→ **WHAT TO DO**: Wherever "target" appears in a line of the listing, that line should be returned.

- Opening Delimiter -

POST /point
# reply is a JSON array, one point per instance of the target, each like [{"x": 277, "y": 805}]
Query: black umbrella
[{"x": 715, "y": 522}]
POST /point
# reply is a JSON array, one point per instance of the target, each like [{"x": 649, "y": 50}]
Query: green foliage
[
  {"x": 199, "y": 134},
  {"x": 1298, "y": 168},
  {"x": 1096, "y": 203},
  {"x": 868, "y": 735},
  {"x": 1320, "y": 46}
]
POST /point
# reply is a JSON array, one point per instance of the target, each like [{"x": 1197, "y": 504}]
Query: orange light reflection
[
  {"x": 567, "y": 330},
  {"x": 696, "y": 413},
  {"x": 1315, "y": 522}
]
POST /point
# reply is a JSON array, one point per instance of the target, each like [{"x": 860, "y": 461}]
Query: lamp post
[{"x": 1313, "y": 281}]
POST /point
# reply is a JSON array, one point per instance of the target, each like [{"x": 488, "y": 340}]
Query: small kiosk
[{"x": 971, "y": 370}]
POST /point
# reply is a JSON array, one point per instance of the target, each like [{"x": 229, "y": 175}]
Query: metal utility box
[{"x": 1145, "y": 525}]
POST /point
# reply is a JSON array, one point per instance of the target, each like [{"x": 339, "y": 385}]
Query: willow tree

- Closing Delimiter -

→ **THE ANSWER**:
# reply is a JSON array, one point per instance of the target, each like [{"x": 277, "y": 805}]
# reply is a JSON array, one point per instance of the target, each like [{"x": 649, "y": 50}]
# reply is a JSON array, one point per instance of the target, each like [{"x": 1197, "y": 504}]
# reply is a JSON array, one point per instance of the target, each like [{"x": 860, "y": 461}]
# reply is a JSON array, one point per instance of the target, each like [{"x": 488, "y": 340}]
# reply is a JSON array, one point per instance of the target, each like [{"x": 229, "y": 175}]
# reply is a JSON array, one point per instance of the target, each like [{"x": 339, "y": 385}]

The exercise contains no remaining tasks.